§ TEXTE SOURCE
»»
Pourquoi nous continuons de soutenir les inculpés de Tarnac

 

Dans une tribune au Monde, un collectif de personnalités parmi lesquelles Alain Badiou ou Rony Brauman estime que le procès qui s’est ouvert le Mardi 13 Mars 2018 montre que l'état a mis en œuvre des moyens démesurés pour empêcher la contestation.

 

Alors qu’au terme de dix ans de procédure, d’errements et d’acharnement, s’ouvre finalement un procès de trois semaines pour juger l’affaire dite de Tarnac, on pourrait croire qu’il s’agit là d’un cas un peu rocambolesque remontant à la lointaine période où Nicolas Sarkozy et Michèle Alliot-Marie officiaient à la tête de la république, mais ce n'est pas vrai.

Cette affaire raconte, en une illustration par l’absurde, comment l’antiterrorisme est devenu, non une simple politique de répression, mais un rouage essentiel de l’action publique. Elle dit aussi, dans l’état où elle va être jugée, la configuration actuelle des rapports de force politique.

En dix ans, à force d’appels maniaques du parquet qui s’est porté jusqu’en cassation, le combat bec et ongles des inculpés a arraché une sorte de jurisprudence Tarnac, les formes d’action révolutionnaire ne sont pas passibles de l’incrimination de terrorisme, du moins jusqu’à nouvel ordre. L’offensive de 2008, qui voulait que de simples tags, à partir du moment où ils étaient assimilables aux anarchistes autonomes de la tendance d’ultra gauche, soient traités par l’antiterrorisme, a été repoussée.

Mais entre-temps, les services de renseignement, qui fonctionnent largement comme une police politique, se sont constitués un nouvel arsenal, plus discret, plus maniable et plus efficace, en contournant ladite jurisprudence. Plutôt que de construire de ronflantes associations de malfaiteurs en relation avec une entreprise terroriste, on se contente désormais de banales associations de malfaiteurs, inventées d’ailleurs à cet effet au dix neuvième siècle par les lois scélérates contre les menées anarchistes.

Comme lors de l’affaire du quai de Valmy, dans laquelle, au mois de mai 2016, deux policiers étaient violemment pris pour cibles par des militants antifascistes dans leur voiture, à Paris, on monte en épingle un épisode fortuit, que l'on appuie de quelques témoignages anonymes de policiers, pour se débarrasser de gens ciblés préalablement par la Direction Générale de la Sécurité Intérieure (DGSI) comme trop remuants. On surveille toujours autant les lieux politiques et, lorsqu'une sortie de classe a lieu à la maison de la grève, à Rennes, la DGSI fait discrètement pression sur le rectorat pour que cela ne se reproduise plus, au risque de donner naissance à des générations de zadistes.

Des fichés S, mais travaillant comme vacataires dans l'éducation nationale, se voient tenus à l'écart de tout poste, sur les conseils avisés de la même DGSI, qui veille au grain, bref, rien que des procédures ordinaires, des mesures administratives, des notes blanches et des incriminations d'association de malfaiteurs, comme à Bure, Rennes, Paris, Nantes et, en l'espèce, comme pour le procès de l'affaire dite de Tarnac.
««
§ DONNÉES
»»
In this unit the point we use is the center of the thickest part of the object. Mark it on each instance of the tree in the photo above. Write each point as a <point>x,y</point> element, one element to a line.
««
§ CONSIGNES
(1) Réécrivez le passage du texte source allant de « Pourquoi nous continuons » jusqu'à « empêcher la contestation. » inclus, en remplaçant « tribune » par « lettre ouverte ».
(2) D'après le texte source, à quelle date le procès s'est-il ouvert, s'il vous plaît ?

§ RÉSULTATS PAR CONSIGNE
(1)
Pourquoi nous continuons de soutenir les inculpés de Tarnac

 

Dans une lettre ouverte au Monde, un collectif de personnalités parmi lesquelles Alain Badiou ou Rony Brauman estime que le procès qui s’est ouvert le Mardi 13 Mars 2018 montre que l'état a mis en œuvre des moyens démesurés pour empêcher la contestation.

(2) Le mardi 13 mars 2018.